** Opening Given data block **
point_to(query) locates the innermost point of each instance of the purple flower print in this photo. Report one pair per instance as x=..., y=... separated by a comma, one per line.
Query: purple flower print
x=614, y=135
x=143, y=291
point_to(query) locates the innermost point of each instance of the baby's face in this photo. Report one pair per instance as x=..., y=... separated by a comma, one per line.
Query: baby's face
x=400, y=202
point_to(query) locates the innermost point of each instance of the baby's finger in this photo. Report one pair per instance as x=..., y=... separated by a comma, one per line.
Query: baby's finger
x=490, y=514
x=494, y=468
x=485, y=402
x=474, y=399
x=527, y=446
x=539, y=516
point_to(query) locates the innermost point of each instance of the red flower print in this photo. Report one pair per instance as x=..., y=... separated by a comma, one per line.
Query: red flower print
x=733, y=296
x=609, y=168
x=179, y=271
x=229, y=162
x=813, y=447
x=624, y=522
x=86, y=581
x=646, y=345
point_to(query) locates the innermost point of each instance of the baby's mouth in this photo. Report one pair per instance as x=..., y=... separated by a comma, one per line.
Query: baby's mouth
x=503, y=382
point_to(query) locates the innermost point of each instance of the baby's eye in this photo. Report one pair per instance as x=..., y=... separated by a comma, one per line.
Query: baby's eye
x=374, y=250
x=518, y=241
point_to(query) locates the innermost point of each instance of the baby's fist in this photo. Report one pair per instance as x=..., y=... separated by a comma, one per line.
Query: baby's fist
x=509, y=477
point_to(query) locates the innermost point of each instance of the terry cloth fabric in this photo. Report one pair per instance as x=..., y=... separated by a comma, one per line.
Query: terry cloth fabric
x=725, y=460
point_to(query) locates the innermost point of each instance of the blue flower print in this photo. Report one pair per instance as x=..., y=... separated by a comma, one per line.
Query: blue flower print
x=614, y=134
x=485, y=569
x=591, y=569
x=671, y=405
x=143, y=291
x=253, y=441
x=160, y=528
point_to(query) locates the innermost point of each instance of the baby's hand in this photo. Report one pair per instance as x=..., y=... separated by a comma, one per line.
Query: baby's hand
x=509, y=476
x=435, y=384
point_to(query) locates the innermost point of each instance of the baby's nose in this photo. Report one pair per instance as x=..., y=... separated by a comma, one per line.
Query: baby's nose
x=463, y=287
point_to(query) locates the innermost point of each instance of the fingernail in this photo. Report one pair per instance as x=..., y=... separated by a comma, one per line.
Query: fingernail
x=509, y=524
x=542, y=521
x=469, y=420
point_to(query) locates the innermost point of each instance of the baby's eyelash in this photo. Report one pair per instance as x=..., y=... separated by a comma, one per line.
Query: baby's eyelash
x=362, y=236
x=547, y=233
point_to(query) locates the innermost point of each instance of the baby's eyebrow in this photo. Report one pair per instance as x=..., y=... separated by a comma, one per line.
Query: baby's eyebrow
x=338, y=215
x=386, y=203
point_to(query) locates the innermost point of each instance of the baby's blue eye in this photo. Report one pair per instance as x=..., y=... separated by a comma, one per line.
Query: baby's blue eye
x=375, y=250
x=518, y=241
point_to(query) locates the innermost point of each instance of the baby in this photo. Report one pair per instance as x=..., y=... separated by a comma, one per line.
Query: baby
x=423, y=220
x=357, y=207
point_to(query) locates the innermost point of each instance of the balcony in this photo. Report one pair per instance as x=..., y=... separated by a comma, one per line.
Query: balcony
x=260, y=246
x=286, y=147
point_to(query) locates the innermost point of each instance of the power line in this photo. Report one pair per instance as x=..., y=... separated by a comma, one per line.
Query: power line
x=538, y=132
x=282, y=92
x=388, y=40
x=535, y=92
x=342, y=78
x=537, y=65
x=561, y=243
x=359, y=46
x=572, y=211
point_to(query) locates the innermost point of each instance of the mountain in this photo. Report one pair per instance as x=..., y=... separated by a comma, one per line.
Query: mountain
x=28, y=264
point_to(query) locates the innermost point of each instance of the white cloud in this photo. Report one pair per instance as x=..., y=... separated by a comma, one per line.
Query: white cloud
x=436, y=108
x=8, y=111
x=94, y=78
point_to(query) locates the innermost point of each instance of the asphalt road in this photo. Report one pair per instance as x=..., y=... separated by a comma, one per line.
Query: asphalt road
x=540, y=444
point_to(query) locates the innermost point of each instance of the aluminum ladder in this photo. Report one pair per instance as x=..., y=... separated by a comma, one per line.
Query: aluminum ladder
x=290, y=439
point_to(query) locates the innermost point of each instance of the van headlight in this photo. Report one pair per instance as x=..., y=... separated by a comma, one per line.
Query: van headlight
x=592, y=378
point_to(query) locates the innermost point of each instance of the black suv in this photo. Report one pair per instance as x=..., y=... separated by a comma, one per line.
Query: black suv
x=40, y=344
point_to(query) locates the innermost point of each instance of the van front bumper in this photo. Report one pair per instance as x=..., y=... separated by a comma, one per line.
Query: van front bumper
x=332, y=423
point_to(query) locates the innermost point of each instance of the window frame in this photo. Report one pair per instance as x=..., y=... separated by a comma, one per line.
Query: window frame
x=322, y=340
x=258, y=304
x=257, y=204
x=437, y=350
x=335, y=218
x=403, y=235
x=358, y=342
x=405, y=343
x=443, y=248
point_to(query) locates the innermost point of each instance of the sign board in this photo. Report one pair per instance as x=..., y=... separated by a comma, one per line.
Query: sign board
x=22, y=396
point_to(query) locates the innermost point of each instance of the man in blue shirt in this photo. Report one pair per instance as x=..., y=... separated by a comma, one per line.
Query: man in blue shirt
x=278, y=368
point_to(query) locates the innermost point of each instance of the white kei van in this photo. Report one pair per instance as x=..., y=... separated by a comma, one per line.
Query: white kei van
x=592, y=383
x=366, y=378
** Closing Given data block **
▸ **What is required**
Nothing may be omitted or altered; reproduce all of the entries.

▸ **Answer below**
point_to(query) locates the innermost point of each instance of the purple flower print in this photo. Report one pair per instance as x=..., y=... separated by a comma, one per line.
Query: purple flower print
x=614, y=135
x=143, y=291
point_to(query) locates the innermost point of each instance of the baby's face in this photo. Report one pair per instance as x=..., y=... separated by a comma, one per line.
Query: baby's face
x=400, y=202
point_to(query) locates the innermost point of each instance of the baby's finger in this photo. Report one pair per instance as x=..., y=... separated by a comma, one per line.
Query: baby's finger
x=490, y=514
x=494, y=468
x=485, y=402
x=474, y=399
x=527, y=446
x=539, y=516
point_to(query) locates the innermost point of each instance of the red flower print in this photo. Report one pair per instance as x=..., y=... separated by a comma, one per line.
Query: red flower print
x=733, y=296
x=609, y=168
x=179, y=271
x=229, y=162
x=813, y=447
x=624, y=522
x=86, y=581
x=646, y=345
point_to(query) locates the innermost point of each instance of the baby's mouth in this photo. Report one pair per instance as x=..., y=... separated by a comma, one per line.
Query: baby's mouth
x=503, y=382
point_to(query) locates the innermost point of each instance of the baby's eye in this photo. Report one pair per instance as x=..., y=... separated by a comma, one per line.
Query: baby's eye
x=374, y=250
x=518, y=241
point_to(query) locates the innermost point of each instance of the baby's fist in this photo. Report one pair per instance as x=..., y=... separated by a comma, one per line.
Query: baby's fist
x=509, y=477
point_to(query) locates the innermost point of each instance of the terry cloth fabric in this photo. Report one pair per instance as x=..., y=... separated by a comma, one per line.
Query: terry cloth fabric
x=725, y=460
point_to(query) locates the innermost point of each instance of the blue flower print in this photo. Report one pair per instance as x=..., y=... separated by a comma, one per line.
Query: blue flower print
x=614, y=134
x=485, y=569
x=591, y=569
x=671, y=405
x=143, y=291
x=253, y=441
x=160, y=528
point_to(query) locates the innermost point of each instance of the baby's hand in this photo. Report one pair per instance as x=..., y=... separated by a comma, one per line.
Query: baby's hand
x=509, y=476
x=435, y=384
point_to(query) locates the innermost point of each instance of the baby's nose in this photo. Report one pair per instance as x=..., y=... separated by a comma, one per line.
Query: baby's nose
x=463, y=287
point_to(query) locates the innermost point of each instance of the fingernail in this photo. Report one pair per instance as x=..., y=... separated by a comma, one per line.
Query: fingernail
x=509, y=524
x=542, y=521
x=469, y=420
point_to(query) locates the innermost point of each instance of the baby's eyelash in this photo. Report one pair per instance as x=..., y=... separated by a comma, one per line.
Query: baby's eyelash
x=362, y=236
x=547, y=233
point_to(query) locates the innermost point of each instance of the baby's eyebrow in this photo. Report one pair per instance as x=..., y=... separated by a comma, one per line.
Query: baby's eyebrow
x=338, y=215
x=386, y=203
point_to(query) locates the innermost point of each instance of the baby's blue eye in this photo. Report one pair per instance as x=..., y=... separated by a comma, one per line.
Query: baby's blue eye
x=375, y=250
x=518, y=241
point_to(query) locates the innermost point of each instance of the baby in this photo. Report one pair per instance as x=..., y=... separated by a comma, one per line.
Query: baby
x=423, y=220
x=357, y=207
point_to(query) locates the innermost point of each instance of the balcony in this photo. Report one pair per instance as x=..., y=... separated by a comma, one per line.
Query: balcony
x=260, y=246
x=286, y=147
point_to(query) locates the innermost point of each instance of the power line in this photo. Report one pair per instance as x=..., y=... separated by a comma, one per line.
Query: power line
x=538, y=132
x=282, y=92
x=388, y=40
x=535, y=92
x=342, y=78
x=537, y=65
x=561, y=243
x=359, y=46
x=572, y=211
point_to(query) locates the innermost point of each instance of the mountain in this photo. Report one pair per instance as x=..., y=... separated by a comma, one per line.
Query: mountain
x=28, y=264
point_to(query) locates the innermost point of each instance of the white cloud in this photo. Report one pair per instance as x=..., y=... separated by a comma, one per line.
Query: white cloud
x=436, y=108
x=8, y=111
x=94, y=78
point_to(query) locates the innermost point of each instance of the asphalt road in this photo. Report one pair per instance as x=..., y=... separated by a comma, one per line.
Query: asphalt road
x=540, y=444
point_to(query) locates the innermost point of each instance of the aluminum ladder in this photo. Report one pair per instance as x=..., y=... separated by a comma, one per line.
Query: aluminum ladder
x=290, y=439
point_to(query) locates the innermost point of each instance of the van headlight in this photo. Report one pair per instance as x=..., y=... separated by a comma, one per line.
Query: van headlight
x=592, y=378
point_to(query) locates the innermost point of each instance of the black suv in this photo. Report one pair per instance as x=..., y=... separated by a comma, one per line.
Query: black suv
x=40, y=344
point_to(query) locates the innermost point of each instance of the van front bumper in this photo. Report one pair per instance as x=..., y=... separated by a comma, one per line.
Query: van front bumper
x=332, y=423
point_to(query) locates the innermost point of each instance of the window frame in this photo. Report one pair per instance as x=..., y=... separated by a comma, one per line.
Query: window frame
x=322, y=340
x=258, y=304
x=257, y=204
x=437, y=350
x=335, y=218
x=403, y=235
x=358, y=342
x=405, y=343
x=443, y=248
point_to(query) locates the innermost point of each instance of the sign board in this photo. Report one pair per instance as x=..., y=... separated by a comma, one per line.
Query: sign board
x=22, y=396
point_to(query) locates the innermost point of each instance of the man in blue shirt in this photo. Report one pair per instance as x=..., y=... separated by a comma, one per line.
Query: man in blue shirt
x=278, y=368
point_to(query) locates the innermost point of each instance of the white kei van in this photo. Report one pair per instance as x=..., y=... separated by a comma, one per line.
Query: white kei van
x=592, y=383
x=366, y=378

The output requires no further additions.